■ Short exercise
Answer the following questions about the Dometic fridge thread, one line each.
1. When running on gas, what temperature does the freezer reach?
2. What did fastartcee push through the burner tube to check it for soot?
3. What tool does snapper388 use to clean out the small vent hole on a gas pressure regulator?

■ Page excerpt
● ● ● ●
# Dometic fridge question; need a little help!



## fastartcee (Jun 27, 2015)

I've always been able to keep the fridge in our motor home running well, but now I have this problem:

- everything works on AC power
- on gas, freezer is -10 C, but fridge won't go below 12 or 14C on hot day
- I've cleaned the flue, and the burner assembly nozzle (with solvent; blown out with air)
- the fridge roof vent is not blocked in any way
- nice blue flame; seems high enough

In the past, a clean-up of the burner area has always worked; not this time. 

Questions:

- Increase the propane pressure at the nozzle?
- recharge the ammonia?
- clean the flue baffle?

Thanks for any help!

Art
BC, Canada


----------



## snapper388 (Apr 28, 2015)

check for a black soot build up in the burner tube, and make sure the burner is still in place. also check the bottom of the tube for blockage wasp and dirt dobbers (mud bugs) love the smell of gas.


----------



## fastartcee (Jun 27, 2015)

snapper388 said:


> check for a black soot build up in the burner tube, and make sure the burner is still in place. also check the bottom of the tube for blockage wasp and dirt dobbers (mud bugs) love the smell of gas.


Thanks for the reply, Snapper.. all good suggestions.

My burner tube is clean as a whistle, and my nice blue flame is about dead center under the flue, which is drawing well. Good hard rapping on the flue produces only tiny particles.

I blew/vacuumed out the whole burner area thoroughly, and checked the cleanliness of the burner tube with a soft fuzzy pipe cleaner that I gently pushed all the way to its business end: not a trace of soot or rust.

The screen at the roof vent is completely unobstructed.

I'm about stumped!

Art


----------



## snapper388 (Apr 28, 2015)

check the gas pressure regulator some of them have a small vent hole that will get stopped up limiting the gas pressure, if yours has the small hole just clean it out with a piece of wire. I use a torch tip cleaner.


----------
● ● ● ●
■ Data block
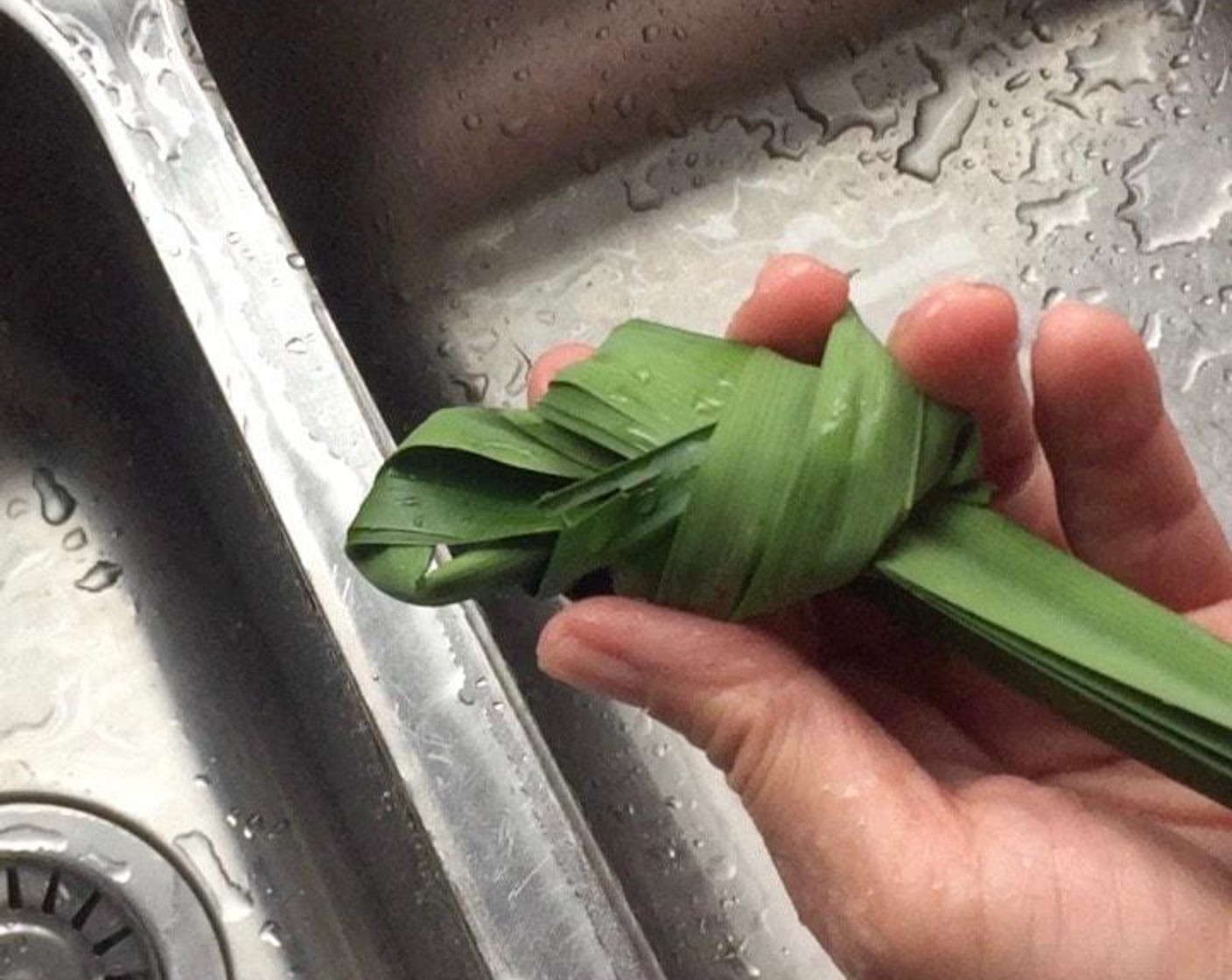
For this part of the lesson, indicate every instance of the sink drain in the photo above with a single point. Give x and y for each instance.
● ● ● ●
■ Answer to the problem
1. -10 C.
2. A soft fuzzy pipe cleaner.
3. A torch tip cleaner.